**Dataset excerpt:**
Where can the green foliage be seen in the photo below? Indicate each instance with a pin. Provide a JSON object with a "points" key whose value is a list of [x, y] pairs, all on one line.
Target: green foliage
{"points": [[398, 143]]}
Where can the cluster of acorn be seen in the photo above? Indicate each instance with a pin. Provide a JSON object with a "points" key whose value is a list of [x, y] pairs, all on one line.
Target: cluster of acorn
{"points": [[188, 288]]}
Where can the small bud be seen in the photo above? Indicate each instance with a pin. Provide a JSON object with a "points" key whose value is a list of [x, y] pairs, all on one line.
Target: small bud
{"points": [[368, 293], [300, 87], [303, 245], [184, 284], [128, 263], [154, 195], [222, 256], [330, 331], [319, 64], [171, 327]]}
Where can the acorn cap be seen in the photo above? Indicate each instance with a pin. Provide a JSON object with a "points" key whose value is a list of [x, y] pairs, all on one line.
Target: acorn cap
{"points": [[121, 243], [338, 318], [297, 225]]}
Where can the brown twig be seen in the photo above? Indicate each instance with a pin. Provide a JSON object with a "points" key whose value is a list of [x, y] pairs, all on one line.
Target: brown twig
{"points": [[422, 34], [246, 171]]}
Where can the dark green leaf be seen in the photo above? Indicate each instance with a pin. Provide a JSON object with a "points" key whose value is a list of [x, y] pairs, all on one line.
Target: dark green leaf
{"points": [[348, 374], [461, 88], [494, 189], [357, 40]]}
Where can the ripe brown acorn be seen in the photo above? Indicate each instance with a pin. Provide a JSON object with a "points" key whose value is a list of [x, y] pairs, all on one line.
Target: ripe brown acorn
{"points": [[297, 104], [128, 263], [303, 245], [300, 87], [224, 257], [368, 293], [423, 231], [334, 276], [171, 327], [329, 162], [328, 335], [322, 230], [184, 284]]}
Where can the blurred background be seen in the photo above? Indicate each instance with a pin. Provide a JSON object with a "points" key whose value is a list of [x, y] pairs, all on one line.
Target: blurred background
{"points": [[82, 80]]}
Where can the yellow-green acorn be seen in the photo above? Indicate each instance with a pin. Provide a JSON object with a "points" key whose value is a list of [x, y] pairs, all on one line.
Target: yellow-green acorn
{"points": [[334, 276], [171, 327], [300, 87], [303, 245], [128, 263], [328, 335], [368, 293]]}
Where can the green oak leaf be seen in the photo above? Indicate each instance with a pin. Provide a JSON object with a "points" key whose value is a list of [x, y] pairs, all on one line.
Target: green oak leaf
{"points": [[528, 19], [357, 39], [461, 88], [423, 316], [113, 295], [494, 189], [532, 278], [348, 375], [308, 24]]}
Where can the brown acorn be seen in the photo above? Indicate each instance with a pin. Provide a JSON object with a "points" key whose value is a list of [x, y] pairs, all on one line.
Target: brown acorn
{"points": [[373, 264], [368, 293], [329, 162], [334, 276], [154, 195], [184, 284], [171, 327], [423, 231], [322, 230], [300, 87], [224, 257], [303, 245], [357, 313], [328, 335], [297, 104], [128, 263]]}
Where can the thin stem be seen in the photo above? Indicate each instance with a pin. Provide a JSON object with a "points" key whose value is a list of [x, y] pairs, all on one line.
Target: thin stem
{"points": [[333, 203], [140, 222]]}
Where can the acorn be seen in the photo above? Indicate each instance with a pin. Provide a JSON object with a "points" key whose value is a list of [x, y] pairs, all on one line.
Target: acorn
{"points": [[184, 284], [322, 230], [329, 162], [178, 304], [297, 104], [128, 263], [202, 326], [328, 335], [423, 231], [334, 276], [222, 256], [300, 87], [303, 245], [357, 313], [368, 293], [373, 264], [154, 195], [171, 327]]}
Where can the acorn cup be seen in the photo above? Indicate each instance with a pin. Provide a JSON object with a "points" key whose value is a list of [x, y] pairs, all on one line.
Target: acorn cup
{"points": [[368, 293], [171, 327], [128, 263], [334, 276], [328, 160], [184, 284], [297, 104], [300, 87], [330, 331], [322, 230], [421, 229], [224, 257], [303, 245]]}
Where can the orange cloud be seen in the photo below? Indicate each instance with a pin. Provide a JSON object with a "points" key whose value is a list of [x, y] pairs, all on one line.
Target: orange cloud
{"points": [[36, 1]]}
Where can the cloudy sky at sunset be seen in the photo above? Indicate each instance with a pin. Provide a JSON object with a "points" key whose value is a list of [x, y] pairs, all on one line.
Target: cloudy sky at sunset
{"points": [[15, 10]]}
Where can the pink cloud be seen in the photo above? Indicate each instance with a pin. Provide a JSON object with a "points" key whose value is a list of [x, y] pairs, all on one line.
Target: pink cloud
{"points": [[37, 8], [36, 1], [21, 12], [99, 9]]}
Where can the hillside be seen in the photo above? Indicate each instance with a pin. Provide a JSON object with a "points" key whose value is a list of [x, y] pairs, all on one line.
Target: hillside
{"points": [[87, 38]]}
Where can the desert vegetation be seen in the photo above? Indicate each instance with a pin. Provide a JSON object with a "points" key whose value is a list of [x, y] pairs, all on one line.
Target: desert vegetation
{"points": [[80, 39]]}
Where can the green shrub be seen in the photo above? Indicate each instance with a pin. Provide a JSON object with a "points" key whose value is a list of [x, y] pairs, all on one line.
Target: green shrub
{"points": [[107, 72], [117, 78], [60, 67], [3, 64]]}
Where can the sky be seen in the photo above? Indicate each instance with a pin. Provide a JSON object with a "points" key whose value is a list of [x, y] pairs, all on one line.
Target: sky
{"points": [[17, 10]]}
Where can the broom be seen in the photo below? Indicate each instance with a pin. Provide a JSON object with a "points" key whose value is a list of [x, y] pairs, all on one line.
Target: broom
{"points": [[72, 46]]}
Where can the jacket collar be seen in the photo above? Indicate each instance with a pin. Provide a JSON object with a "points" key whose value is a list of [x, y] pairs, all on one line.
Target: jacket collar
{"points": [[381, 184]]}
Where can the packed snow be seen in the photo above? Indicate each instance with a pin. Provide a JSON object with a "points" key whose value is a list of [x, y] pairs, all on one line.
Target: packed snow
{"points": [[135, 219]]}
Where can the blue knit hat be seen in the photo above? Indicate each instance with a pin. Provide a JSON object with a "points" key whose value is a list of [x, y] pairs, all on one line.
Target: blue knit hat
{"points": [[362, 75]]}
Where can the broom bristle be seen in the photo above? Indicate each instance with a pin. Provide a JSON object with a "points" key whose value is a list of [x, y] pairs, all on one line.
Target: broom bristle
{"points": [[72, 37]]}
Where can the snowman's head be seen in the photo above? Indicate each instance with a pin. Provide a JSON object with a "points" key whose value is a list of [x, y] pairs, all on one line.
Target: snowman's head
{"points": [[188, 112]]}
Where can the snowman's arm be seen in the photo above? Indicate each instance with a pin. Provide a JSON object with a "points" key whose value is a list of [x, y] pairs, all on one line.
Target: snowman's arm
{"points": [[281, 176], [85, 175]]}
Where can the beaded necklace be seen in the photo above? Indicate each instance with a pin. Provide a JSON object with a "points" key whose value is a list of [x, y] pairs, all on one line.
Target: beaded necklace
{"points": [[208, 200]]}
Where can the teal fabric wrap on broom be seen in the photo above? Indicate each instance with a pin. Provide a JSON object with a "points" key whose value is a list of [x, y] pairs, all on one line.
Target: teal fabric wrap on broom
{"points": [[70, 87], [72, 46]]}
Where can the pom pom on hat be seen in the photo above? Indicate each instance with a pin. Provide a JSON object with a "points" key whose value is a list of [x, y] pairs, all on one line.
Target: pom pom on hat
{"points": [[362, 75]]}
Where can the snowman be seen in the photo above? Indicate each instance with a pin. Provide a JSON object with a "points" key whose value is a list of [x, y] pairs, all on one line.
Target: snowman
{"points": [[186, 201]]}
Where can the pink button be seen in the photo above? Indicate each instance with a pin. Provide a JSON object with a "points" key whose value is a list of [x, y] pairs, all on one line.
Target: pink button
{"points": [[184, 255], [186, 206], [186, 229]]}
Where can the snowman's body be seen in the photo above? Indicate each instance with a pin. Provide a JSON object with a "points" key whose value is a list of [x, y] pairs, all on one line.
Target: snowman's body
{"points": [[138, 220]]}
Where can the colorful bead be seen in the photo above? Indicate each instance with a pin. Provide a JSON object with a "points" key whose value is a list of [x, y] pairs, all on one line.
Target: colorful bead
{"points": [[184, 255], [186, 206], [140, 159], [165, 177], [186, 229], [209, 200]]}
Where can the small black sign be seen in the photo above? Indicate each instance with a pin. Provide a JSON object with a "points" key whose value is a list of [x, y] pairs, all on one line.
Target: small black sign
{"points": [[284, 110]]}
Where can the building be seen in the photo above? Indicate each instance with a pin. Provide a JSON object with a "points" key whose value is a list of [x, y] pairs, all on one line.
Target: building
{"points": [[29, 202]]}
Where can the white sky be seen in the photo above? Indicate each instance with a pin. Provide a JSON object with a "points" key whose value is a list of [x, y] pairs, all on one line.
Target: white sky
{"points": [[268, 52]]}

**Written problem:**
Starting at the line that contains "Where can the colorful", repeat each line exactly through the last one in the listing. Include both of those lines and nothing more.

**Answer to the problem:**
Where can the colorful bead be seen in the photo above? Indicate each instance with a pin. Provide a JSON object with a "points" key whose value is a list of [x, y] pairs, all on one line.
Target: colorful bead
{"points": [[184, 255], [186, 206], [140, 159], [165, 177], [186, 229], [209, 200]]}
Where can the small black sign be seen in the photo above? Indicate each instance with a pin. Provide a JSON object with a "points" key whose value is a list of [x, y] pairs, all on one line.
Target: small black sign
{"points": [[284, 110]]}
Where can the building be seen in the photo above? Indicate each instance with a pin. Provide a JSON object with a "points" key whose value is a list of [x, y] pairs, all on one line.
Target: building
{"points": [[29, 202]]}
Where can the white sky be seen in the photo above? Indicate each instance with a pin. Provide a JSON object with a "points" key whose value is a list of [x, y] pairs, all on one line.
Target: white sky
{"points": [[268, 52]]}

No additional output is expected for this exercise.